* _What the task asks_
Extract each line in the records below that contains the string "paving". Matching is case-sensitive.

_ _ _ _ _

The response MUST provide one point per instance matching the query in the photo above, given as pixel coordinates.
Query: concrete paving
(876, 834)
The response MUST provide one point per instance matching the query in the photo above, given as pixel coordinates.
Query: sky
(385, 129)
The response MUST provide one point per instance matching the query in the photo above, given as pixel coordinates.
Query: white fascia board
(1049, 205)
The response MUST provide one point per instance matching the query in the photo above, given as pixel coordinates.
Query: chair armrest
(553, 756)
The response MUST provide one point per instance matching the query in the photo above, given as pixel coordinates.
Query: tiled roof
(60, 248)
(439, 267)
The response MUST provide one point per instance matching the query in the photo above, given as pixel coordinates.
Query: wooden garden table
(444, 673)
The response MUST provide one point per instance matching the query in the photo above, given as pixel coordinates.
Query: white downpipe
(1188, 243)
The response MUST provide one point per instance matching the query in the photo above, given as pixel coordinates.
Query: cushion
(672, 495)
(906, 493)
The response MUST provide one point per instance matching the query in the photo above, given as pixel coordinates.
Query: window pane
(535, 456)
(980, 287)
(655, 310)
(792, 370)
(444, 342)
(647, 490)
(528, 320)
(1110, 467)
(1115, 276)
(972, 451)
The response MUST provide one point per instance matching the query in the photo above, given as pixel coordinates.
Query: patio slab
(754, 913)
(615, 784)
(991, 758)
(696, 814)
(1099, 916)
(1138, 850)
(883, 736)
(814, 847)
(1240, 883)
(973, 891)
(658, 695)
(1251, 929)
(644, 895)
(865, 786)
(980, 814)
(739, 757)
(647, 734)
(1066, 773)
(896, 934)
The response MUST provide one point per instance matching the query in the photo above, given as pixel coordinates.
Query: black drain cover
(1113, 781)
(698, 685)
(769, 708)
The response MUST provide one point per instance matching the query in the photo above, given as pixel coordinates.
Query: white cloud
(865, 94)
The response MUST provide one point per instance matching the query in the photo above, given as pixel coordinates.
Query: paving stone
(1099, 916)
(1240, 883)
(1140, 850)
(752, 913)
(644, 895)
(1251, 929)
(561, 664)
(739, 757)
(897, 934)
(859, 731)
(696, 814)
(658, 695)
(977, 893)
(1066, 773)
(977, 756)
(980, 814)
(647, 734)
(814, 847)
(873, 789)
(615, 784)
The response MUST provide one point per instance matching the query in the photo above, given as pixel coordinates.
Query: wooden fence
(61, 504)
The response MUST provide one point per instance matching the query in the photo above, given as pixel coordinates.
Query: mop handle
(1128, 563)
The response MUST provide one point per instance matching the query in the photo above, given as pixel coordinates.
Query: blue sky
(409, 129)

_ _ _ _ _

* _Written solution_
Query: concrete paving
Query: paving stone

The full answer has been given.